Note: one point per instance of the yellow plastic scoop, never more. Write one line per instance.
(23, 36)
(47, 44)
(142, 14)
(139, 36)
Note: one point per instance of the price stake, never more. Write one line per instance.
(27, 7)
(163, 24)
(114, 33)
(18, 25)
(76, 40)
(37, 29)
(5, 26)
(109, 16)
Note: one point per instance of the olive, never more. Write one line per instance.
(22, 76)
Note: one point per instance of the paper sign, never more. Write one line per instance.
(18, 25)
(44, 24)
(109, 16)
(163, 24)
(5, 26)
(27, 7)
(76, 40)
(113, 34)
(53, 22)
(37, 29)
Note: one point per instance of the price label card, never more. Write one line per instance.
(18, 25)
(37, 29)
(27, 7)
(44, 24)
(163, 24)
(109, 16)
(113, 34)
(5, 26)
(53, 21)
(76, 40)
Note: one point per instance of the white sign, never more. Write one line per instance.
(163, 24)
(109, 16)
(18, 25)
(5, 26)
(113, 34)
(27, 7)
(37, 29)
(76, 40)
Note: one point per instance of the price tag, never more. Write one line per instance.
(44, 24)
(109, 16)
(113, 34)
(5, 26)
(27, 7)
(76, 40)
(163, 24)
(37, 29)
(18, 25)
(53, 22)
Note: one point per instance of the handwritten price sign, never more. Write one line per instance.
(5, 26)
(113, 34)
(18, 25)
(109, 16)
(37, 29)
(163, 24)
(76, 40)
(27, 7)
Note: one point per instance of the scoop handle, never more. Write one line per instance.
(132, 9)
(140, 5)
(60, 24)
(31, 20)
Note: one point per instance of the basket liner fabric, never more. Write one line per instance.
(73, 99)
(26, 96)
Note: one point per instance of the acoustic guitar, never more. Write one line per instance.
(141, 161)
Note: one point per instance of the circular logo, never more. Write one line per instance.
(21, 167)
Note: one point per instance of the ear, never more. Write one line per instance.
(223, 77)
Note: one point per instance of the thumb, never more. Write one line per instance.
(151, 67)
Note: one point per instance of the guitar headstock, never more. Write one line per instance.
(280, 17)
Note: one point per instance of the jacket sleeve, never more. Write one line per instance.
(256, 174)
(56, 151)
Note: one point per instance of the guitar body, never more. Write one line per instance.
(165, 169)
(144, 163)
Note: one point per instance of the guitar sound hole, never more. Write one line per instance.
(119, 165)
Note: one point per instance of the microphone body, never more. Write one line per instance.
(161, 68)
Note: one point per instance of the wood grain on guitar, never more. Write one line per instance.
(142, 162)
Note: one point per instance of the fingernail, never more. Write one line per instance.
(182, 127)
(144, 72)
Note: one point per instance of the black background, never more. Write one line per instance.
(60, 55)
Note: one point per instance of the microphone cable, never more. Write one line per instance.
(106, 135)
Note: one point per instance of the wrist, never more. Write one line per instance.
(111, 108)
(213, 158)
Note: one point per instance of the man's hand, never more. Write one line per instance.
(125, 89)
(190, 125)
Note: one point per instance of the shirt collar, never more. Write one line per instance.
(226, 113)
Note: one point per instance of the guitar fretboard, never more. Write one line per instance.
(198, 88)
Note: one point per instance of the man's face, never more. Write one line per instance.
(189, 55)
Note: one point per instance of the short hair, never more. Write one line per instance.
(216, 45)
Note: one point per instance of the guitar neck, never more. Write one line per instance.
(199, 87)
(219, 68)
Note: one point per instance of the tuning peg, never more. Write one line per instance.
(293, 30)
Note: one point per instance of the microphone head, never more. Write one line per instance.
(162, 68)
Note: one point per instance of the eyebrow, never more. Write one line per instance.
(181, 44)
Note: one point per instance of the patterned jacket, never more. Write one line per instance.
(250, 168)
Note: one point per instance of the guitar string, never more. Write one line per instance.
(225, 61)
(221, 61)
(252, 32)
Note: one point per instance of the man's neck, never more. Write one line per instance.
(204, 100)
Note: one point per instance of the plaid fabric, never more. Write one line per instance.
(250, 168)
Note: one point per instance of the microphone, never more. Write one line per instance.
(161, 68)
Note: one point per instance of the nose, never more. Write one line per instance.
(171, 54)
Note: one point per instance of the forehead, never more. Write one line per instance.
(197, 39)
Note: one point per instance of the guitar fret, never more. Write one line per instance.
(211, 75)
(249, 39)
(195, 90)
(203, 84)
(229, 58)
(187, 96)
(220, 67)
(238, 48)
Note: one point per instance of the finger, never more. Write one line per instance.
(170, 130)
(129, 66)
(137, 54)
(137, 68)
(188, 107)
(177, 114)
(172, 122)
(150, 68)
-------
» **Task requirements**: Reproduce the material verbatim, line by line.

» **Answer to the exercise**:
Note: one point per instance of the yellow plastic scoop, never more. Write one line per instance.
(23, 36)
(47, 44)
(142, 14)
(139, 36)
Note: one point per instance of the price stake, never more. Write one line per instance.
(27, 7)
(163, 24)
(114, 33)
(18, 25)
(76, 40)
(37, 29)
(5, 26)
(109, 16)
Note: one point per instance of the olive, never more. Write one line per instance.
(22, 76)
Note: one point per instance of the paper sign, never more. Write one line per instance.
(18, 25)
(44, 24)
(109, 16)
(163, 24)
(5, 26)
(27, 7)
(76, 40)
(113, 34)
(53, 22)
(37, 29)
Note: one point per instance of the price label card, never more. Write one line per instance.
(18, 25)
(37, 29)
(27, 7)
(44, 24)
(163, 24)
(109, 16)
(113, 34)
(5, 26)
(53, 21)
(76, 40)
Note: one point per instance of the white sign, never more. Write one line per instance.
(163, 24)
(109, 16)
(18, 25)
(5, 26)
(113, 34)
(27, 7)
(37, 29)
(76, 40)
Note: one point per instance of the price tag, never more. Write one line per instance.
(44, 24)
(109, 16)
(113, 34)
(5, 26)
(27, 7)
(76, 40)
(163, 24)
(37, 29)
(18, 25)
(53, 22)
Note: one point per instance of the handwritten price sign, never more. Write one line per instance.
(5, 26)
(113, 34)
(18, 25)
(109, 16)
(37, 29)
(163, 24)
(76, 40)
(27, 7)
Note: one point per instance of the scoop handle, never more. Write one line per instance.
(132, 9)
(140, 5)
(60, 24)
(31, 20)
Note: one point per instance of the basket liner fabric, never more. Write one line per instance.
(73, 99)
(26, 96)
Note: one point per instance of the acoustic guitar, never more. Write one line per instance.
(141, 161)
Note: one point per instance of the circular logo, never more. Write one line per instance.
(21, 167)
Note: one point per instance of the ear, never more. Write one line per instance.
(223, 77)
Note: one point per instance of the thumb, never more. Write one line per instance.
(151, 67)
Note: one point per instance of the guitar headstock, never more. Write one line per instance.
(280, 17)
Note: one point per instance of the jacket sleeve, never more. Write one line per instance.
(256, 174)
(56, 151)
Note: one point per instance of the guitar body, never more. Write one line per instance.
(165, 169)
(144, 163)
Note: one point per instance of the guitar sound hole, never more. Write one line per instance.
(119, 165)
Note: one point per instance of the microphone body, never more. Write one line per instance.
(161, 68)
Note: one point per instance of the wood grain on guitar, never more. Write one line per instance.
(142, 162)
Note: one point per instance of the fingernail, never more. Write one line per instance.
(182, 127)
(144, 72)
Note: one point per instance of the black background, never more. Write one line per instance.
(60, 55)
Note: one point per instance of the microphone cable, never more. Write one line per instance.
(106, 135)
Note: one point per instance of the wrist, never more. Write one line per instance.
(111, 108)
(213, 158)
Note: one point per instance of the man's hand, never more. Write one line per instance.
(125, 89)
(190, 125)
Note: one point per instance of the shirt collar, never more. Write one line per instance.
(226, 113)
Note: one point per instance of the guitar fretboard, never more. Write one line per instance.
(198, 88)
Note: one point per instance of the man's face, never more. Write one line per instance.
(189, 55)
Note: one point per instance of the short hair, never more. Write one line per instance.
(216, 45)
Note: one point per instance of the guitar neck, never more. Write one line per instance.
(199, 87)
(219, 68)
Note: one point per instance of the tuning peg, never more. Write one line per instance.
(293, 30)
Note: one point per instance of the microphone head, never more. Write one line per instance.
(162, 68)
Note: one point per instance of the eyebrow, never more. Write one line per instance.
(181, 44)
Note: one point per instance of the patterned jacket, never more. Write one line per instance.
(250, 168)
Note: one point per instance of the guitar string, never more. Write one line per instance.
(225, 61)
(221, 61)
(252, 32)
Note: one point per instance of the man's neck, never more. Write one line per instance.
(204, 100)
Note: one point per instance of the plaid fabric, never more. Write one line per instance.
(250, 168)
Note: one point per instance of the microphone, never more. Write one line per instance.
(161, 68)
Note: one point per instance of the nose, never more. Write one line per instance.
(171, 54)
Note: one point per instance of the forehead, never more. Write one line per instance.
(197, 39)
Note: one point per instance of the guitar fret, never more. Write one line per instance.
(211, 75)
(249, 39)
(195, 90)
(203, 84)
(229, 58)
(187, 96)
(220, 67)
(238, 48)
Note: one point per instance of the finger, never more. Write one line per instance.
(170, 130)
(129, 66)
(137, 54)
(137, 68)
(188, 107)
(177, 114)
(172, 122)
(150, 68)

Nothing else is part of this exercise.